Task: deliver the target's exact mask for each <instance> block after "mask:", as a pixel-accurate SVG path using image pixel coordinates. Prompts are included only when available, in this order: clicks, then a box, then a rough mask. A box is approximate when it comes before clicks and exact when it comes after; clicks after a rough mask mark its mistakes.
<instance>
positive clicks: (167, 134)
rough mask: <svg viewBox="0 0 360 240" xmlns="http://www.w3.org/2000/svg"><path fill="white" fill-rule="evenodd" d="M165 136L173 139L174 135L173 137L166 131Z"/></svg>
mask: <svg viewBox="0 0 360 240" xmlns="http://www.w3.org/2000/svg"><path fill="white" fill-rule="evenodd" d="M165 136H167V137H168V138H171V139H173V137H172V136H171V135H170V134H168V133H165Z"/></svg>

ACTION ITEM —
Transcribe exactly, please, the lines from the one with "rough mask: <svg" to the last line of the entries above, ends included.

PROBLEM SOLUTION —
rough mask: <svg viewBox="0 0 360 240" xmlns="http://www.w3.org/2000/svg"><path fill="white" fill-rule="evenodd" d="M165 136L173 139L174 135L173 137L166 131Z"/></svg>
mask: <svg viewBox="0 0 360 240" xmlns="http://www.w3.org/2000/svg"><path fill="white" fill-rule="evenodd" d="M165 136H167V137H168V138H171V139H173V137H172V136H171V135H170V134H168V133H165Z"/></svg>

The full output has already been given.